Problem description
Every single entry must be reproduced precisely.

============

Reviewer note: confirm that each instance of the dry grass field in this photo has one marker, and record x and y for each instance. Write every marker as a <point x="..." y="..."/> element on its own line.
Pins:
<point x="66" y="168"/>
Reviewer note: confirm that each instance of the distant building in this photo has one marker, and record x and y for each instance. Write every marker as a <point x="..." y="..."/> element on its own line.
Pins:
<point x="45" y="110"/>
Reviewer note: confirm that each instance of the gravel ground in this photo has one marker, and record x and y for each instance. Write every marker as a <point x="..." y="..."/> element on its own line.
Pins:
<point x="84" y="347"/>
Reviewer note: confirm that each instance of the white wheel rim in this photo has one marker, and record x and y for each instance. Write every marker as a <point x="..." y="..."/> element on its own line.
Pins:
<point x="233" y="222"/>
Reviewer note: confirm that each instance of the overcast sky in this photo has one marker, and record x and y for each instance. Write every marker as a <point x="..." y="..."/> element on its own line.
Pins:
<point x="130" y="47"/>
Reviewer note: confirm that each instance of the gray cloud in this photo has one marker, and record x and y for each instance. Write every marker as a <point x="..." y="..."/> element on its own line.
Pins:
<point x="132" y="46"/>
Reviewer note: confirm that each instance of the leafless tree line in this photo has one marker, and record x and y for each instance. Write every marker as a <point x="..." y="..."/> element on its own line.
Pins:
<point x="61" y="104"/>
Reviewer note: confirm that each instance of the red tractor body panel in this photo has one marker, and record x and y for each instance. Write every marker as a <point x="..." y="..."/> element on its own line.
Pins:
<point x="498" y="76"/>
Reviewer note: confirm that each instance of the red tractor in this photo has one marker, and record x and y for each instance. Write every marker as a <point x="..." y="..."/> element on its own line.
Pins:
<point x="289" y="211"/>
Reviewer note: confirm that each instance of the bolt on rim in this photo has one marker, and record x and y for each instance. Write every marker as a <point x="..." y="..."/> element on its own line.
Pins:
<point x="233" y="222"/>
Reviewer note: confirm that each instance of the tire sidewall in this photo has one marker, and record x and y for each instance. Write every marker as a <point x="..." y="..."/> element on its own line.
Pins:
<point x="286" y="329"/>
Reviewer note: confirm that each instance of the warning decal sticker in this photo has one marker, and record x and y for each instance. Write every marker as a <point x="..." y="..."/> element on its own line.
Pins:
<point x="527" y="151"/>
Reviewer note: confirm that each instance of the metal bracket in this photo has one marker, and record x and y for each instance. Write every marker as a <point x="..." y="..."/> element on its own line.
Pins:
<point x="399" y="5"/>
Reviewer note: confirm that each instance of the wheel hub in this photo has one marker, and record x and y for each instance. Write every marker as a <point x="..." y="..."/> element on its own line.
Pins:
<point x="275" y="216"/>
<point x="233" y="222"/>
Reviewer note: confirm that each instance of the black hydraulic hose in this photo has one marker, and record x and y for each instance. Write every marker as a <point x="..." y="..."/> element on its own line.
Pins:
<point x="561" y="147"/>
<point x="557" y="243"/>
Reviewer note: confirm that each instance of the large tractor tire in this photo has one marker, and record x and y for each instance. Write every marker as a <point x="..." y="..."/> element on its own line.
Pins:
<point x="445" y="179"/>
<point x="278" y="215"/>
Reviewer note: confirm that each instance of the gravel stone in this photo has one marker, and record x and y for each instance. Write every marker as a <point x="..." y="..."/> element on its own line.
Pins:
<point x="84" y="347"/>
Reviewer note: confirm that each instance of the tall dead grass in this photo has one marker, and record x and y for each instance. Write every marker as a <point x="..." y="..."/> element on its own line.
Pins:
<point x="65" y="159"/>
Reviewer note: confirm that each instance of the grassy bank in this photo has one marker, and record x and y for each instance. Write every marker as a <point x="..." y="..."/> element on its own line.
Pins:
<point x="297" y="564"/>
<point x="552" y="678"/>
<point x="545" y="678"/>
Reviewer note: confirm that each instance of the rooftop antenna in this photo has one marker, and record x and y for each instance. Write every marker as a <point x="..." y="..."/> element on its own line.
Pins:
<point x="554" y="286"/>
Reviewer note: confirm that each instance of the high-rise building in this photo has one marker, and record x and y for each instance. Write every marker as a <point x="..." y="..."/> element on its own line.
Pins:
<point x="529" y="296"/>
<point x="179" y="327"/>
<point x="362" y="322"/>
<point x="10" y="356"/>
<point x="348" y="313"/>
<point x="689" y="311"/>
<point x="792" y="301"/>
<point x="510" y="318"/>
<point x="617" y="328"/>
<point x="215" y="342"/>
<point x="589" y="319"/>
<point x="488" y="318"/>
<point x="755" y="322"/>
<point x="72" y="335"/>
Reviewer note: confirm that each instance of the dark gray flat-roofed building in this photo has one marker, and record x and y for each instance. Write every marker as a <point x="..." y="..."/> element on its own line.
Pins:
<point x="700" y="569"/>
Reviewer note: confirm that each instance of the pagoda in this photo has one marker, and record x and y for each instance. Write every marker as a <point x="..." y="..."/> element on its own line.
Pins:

============

Solution to the problem
Reviewer note: confirm that each instance of the dry grass field in this photo has one marker, and record x and y for each instance. Write every marker as a <point x="..." y="..."/> element on its own line.
Pins:
<point x="66" y="168"/>
Reviewer note: confirm that each instance of the distant building in this photo has one marker, and record x and y for each instance. Write every marker as a <point x="..." y="..."/> element on its own line.
Pins:
<point x="45" y="110"/>
Reviewer note: confirm that each instance of the gravel ground in this photo has one marker, and record x and y for each instance. Write every marker as a <point x="..." y="..."/> element on its own line.
Pins:
<point x="84" y="347"/>
Reviewer note: confirm that each instance of the white wheel rim in this photo has one marker, and record x and y for each instance. Write every marker as a <point x="..." y="..."/> element on its own line.
Pins:
<point x="233" y="222"/>
Reviewer note: confirm that each instance of the overcast sky in this photo has one marker, and record x and y for each instance. Write every marker as a <point x="..." y="..."/> element on its own line.
Pins:
<point x="130" y="47"/>
Reviewer note: confirm that each instance of the gray cloud in this photo has one marker, and record x and y for each instance. Write every marker as a <point x="..." y="..."/> element on its own line.
Pins:
<point x="132" y="46"/>
Reviewer note: confirm that each instance of the leafless tree line in this photo has one marker, and record x and y for each instance. Write every marker as a <point x="..." y="..."/> element on its own line.
Pins:
<point x="61" y="104"/>
Reviewer note: confirm that each instance of the red tractor body panel in this photo has one marker, and record x and y for each instance. Write every marker as a <point x="..." y="..."/> element on its own line.
Pins:
<point x="498" y="76"/>
Reviewer note: confirm that each instance of the red tractor in this photo has one marker, and record x and y for each instance. Write every marker as a <point x="..." y="..."/> element on its own line.
Pins:
<point x="289" y="211"/>
Reviewer note: confirm that each instance of the bolt on rim in this photo has one marker, and record x and y for each instance. Write every marker as a <point x="..." y="..."/> element on its own line.
Pins:
<point x="233" y="222"/>
Reviewer note: confirm that each instance of the tire sidewall in this photo has one marker, and record x and y for each instance. Write every marker as a <point x="..." y="..."/> element on its own line.
Pins:
<point x="286" y="329"/>
Reviewer note: confirm that each instance of the warning decal sticker in this photo has one marker, and record x and y for each instance. Write every marker as a <point x="..." y="..."/> element on its own line.
Pins:
<point x="527" y="151"/>
Reviewer note: confirm that each instance of the metal bracket in this photo has one marker, and record x and y for each instance. Write every marker as a <point x="..." y="..."/> element on its own line.
Pins:
<point x="399" y="5"/>
Reviewer note: confirm that each instance of the wheel hub in this photo has one marker, and record x and y for each instance. Write every marker as a <point x="..." y="..."/> element on its own line.
Pins:
<point x="275" y="216"/>
<point x="233" y="222"/>
Reviewer note: confirm that each instance of the black hydraulic hose in this photo has one marker, and record x and y for each instance. Write every marker as a <point x="..." y="..."/> element on its own line.
Pins:
<point x="561" y="147"/>
<point x="557" y="243"/>
Reviewer note: confirm that each instance of the large tractor tire in this photo has one marker, and record x and y for each instance. Write every marker as a <point x="..." y="..."/> element on its own line.
Pins:
<point x="445" y="179"/>
<point x="278" y="215"/>
Reviewer note: confirm that each instance of the gravel stone in this photo has one marker, and record x and y for each instance. Write every marker as a <point x="..." y="..."/> element on its own line.
Pins:
<point x="84" y="347"/>
Reviewer note: confirm that each instance of the tall dead grass in this photo has one marker, and record x and y for each instance. Write every marker as a <point x="..." y="..."/> element on its own line.
Pins:
<point x="65" y="159"/>
Reviewer note: confirm that each instance of the grassy bank in this photo has one marker, and record x and y for each instance. Write every marker as a <point x="..." y="..."/> element on its own line.
Pins:
<point x="297" y="564"/>
<point x="552" y="678"/>
<point x="545" y="678"/>
Reviewer note: confirm that each instance of the rooftop antenna in this photo has one marker, and record x and y for each instance. Write every marker as a <point x="..." y="..."/> element on its own line.
Pins:
<point x="554" y="286"/>
Reviewer note: confirm that each instance of the high-rise building in this photo has one marker, and record x and y for each instance. Write every marker as a <point x="..." y="..."/> element on its own line.
Pins:
<point x="529" y="296"/>
<point x="179" y="327"/>
<point x="362" y="322"/>
<point x="10" y="356"/>
<point x="348" y="313"/>
<point x="689" y="311"/>
<point x="792" y="301"/>
<point x="510" y="318"/>
<point x="617" y="328"/>
<point x="215" y="342"/>
<point x="589" y="319"/>
<point x="488" y="318"/>
<point x="755" y="322"/>
<point x="72" y="335"/>
Reviewer note: confirm that each instance of the dark gray flat-roofed building in this photo has one marker, and record x and y for each instance. Write every marker as a <point x="..." y="..."/> element on its own line.
Pins:
<point x="700" y="569"/>
Reviewer note: confirm that each instance of the pagoda in this photo has one marker, and record x and y for each instance. Write every marker as a <point x="..." y="..."/> element on its own line.
Pins:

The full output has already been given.